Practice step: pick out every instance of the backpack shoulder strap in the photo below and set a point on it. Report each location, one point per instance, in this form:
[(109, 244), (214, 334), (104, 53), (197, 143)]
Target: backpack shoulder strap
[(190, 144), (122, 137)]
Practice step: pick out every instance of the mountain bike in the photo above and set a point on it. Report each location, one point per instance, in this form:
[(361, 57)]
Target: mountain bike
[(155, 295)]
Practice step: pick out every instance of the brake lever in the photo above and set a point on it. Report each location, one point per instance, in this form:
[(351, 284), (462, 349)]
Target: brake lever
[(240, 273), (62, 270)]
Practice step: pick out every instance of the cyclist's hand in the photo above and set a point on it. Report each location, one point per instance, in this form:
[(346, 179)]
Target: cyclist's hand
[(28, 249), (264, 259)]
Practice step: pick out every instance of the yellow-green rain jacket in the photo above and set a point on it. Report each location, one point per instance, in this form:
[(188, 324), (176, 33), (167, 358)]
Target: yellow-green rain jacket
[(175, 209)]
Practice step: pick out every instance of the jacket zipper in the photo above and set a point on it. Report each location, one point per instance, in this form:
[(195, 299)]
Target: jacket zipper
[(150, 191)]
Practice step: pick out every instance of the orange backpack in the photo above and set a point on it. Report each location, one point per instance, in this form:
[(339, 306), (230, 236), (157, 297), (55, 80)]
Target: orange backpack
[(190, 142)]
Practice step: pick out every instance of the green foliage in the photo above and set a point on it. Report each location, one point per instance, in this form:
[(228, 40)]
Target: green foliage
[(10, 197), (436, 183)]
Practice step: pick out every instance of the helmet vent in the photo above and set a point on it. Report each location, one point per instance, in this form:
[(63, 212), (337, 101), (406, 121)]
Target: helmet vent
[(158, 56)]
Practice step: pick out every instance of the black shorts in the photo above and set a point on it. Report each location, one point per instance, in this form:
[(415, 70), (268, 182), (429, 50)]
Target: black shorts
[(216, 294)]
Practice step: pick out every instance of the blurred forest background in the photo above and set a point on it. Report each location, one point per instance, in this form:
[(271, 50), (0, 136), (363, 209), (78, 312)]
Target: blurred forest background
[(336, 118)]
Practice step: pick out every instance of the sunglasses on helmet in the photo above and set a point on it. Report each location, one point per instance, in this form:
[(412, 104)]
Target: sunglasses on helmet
---*---
Goal of the exercise: Copy out everything from the very start of the material down through the line containing "[(190, 142)]", keeping every word, number and mark unchanged.

Response to this exercise:
Practice step: pick out every instance of the backpack shoulder strap in the photo below and set a point on it. Report each location, one point per instance, in this form:
[(109, 244), (214, 334), (104, 53), (197, 143)]
Target: backpack shoulder strap
[(190, 144), (122, 137)]
Practice step: pick out every instance of the mountain bike in the photo above and set a point on it. Report each location, one point per instance, in this form:
[(361, 57)]
Target: mountain bike
[(155, 295)]
Practice step: pick out every instance of the brake lever in the photo above and set a point on it. Report each location, one point per instance, in this form:
[(351, 284), (462, 349)]
Target: brake lever
[(240, 273), (62, 270)]
Practice step: pick out every instance of the cyclist's hand in the photo above and set a point on it. Report each location, one point per instance, in this form:
[(346, 179)]
Target: cyclist's hand
[(28, 249), (264, 259)]
Practice step: pick out every instance of the yellow-green rain jacket in the photo above and set a point on it. Report each location, one point per instance, in this form:
[(188, 324), (176, 33), (167, 358)]
Target: yellow-green rain jacket
[(175, 209)]
Practice step: pick out every instance of the jacket zipper in the photo above and set a point on it. Report each location, one point per instance, in this form:
[(195, 299)]
Target: jacket zipper
[(150, 191)]
Practice step: pick out every instance of the orange backpack in the photo above and set a point on it. Report each location, one point per instance, in this form:
[(339, 306), (230, 236), (157, 297), (55, 80)]
Target: orange backpack
[(190, 142)]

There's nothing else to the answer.